**** Source document ****
How to do bad statistics, and how NOT to do it, Part II (DaVinci)steemCreated with Sketch.

in #iamutopian6 years ago (edited)

Two weeks ago, I've wrote the post to explain why it's fundamentally wrong to use Average as relevant parameter.

It's about 20-25 "screens" long, everything is explained in details, link.

Surprisingly, I need to explain it even further.

Grab some coffee, it will be a long post. Again.

Data were taken from the Official Utopian Review Sheet
Date: 14. Feb - 21. Feb 2019
Number of translations: 25, not perfect for everything but more than enough to prove the point

How the scores are given?


The official Questionnaire consists of 6 questions:

  • Accuracy
  • Number of Mistakes
  • How consistent the translation is
  • Quality of post itself
  • Legibility of translated text
  • Number of translated words

What is the distribution of ranks for each category?


This is very much expected, strong grouping around the recommended score "Very Good"

This is the catch that I already explained in my previous post. Distribution can't be normal distribution when you have "the wall" on one side, in this case: No Errors and 1 Error. Teams GER, ITA and ESP had 3 translations (in total) with the Ranks 3 or 4.

How consistent the translations were? One may think that there are two questions, but this is a classical case of underlying factors. Accuracy is correlated with Errors and with Consistency. Very intuitive, just as tall people have long legs and arms as well.

Of course, no surprise for Legibility. It's also correlated

As you can see, we have 4 questions related to "quality" in our questionnaire. In reality, it's a single question.

The only post that was not almost perfectly correlated, was this post. Everything was excellent - but there were 6 mistakes (Rank 4).

Rank 3 or 4 in the Error Category usually means Rank 2 or 3 in Accuracy. I guess there were only typos in this post.

Maybe we should change something concerning the typos @imcesca , @silviu93?
I personally don't like this system where everything is a mistake, and maybe this case is the perfect example how to lose a lot of points for no real reason.

Quality of post is telling us something interesting: there are two grouping points: Very Good and Sufficient.
Sufficient was only given by the teams: Dutch and Serbia
@alexs1320 , @scienceangel , @misslasvegas , @altrosa - maybe we are too harsh to our teams?
****
(Jobs)
A: In the post on translation review statistics, which teams gave the score "Sufficient" for quality of post?
B: Pick up the post on translation review statistics after its last sentence and keep writing it.
**** Recorded information ****
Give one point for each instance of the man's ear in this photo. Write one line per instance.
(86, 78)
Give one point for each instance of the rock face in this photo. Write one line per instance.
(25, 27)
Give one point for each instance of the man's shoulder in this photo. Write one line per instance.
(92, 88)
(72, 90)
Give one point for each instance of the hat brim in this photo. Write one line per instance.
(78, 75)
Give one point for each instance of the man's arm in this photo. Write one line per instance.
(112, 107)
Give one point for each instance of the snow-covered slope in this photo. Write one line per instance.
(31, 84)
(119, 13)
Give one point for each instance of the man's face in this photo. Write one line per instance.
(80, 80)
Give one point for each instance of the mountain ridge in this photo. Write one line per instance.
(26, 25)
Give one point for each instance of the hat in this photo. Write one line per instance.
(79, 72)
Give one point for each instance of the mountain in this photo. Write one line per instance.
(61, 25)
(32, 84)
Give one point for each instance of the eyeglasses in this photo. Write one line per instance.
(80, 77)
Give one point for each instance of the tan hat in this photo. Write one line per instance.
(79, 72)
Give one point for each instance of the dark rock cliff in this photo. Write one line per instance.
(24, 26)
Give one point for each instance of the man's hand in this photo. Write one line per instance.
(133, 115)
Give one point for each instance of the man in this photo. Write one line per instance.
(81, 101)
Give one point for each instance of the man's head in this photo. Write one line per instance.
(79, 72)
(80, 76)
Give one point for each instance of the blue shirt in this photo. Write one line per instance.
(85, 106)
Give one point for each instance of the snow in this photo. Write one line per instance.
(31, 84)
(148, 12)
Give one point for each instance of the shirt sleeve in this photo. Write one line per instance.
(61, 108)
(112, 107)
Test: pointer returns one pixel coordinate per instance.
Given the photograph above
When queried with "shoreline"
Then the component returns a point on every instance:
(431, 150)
****
**** Recorded information ****
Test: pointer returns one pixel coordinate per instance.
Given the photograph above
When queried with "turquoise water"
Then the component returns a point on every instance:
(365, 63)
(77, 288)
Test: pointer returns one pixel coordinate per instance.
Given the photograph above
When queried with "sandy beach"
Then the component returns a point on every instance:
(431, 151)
****
(Task responses)
A: The Dutch and Serbia teams.

B:
Word Count, only Serbian team is occasionally translating 2000+ due to Cyrillic/Latin translations - nothing unusual here.

Short conclusion, there is nothing wrong with Ranks (not Points, Ranks)

Ranks vs Points


The system of translating Ranks into the Points is a bit odd:

  • 0 negative point for Rank 1 (Excellent)
  • a lot of negative points for Ranks 2-3

This is how 25 scores look like when we calculate the sum of all 4 "quality parameters":

Pay attention! This is not a histogram, this is a bar plot!

I know it's a bit stupid to make a histogram with only 25 cases, but anyway...

There is "a wall" on the left side of distribution for several questions, this is the result that was expected:

The lowest 5 scores were given in: Spanish Team (2x, different translations, different moderators), Italian, German and Arabic.

How word count is distorting the reality


Besides the average score is irrelevant, without the normalization to the word count - it's double irrelevant.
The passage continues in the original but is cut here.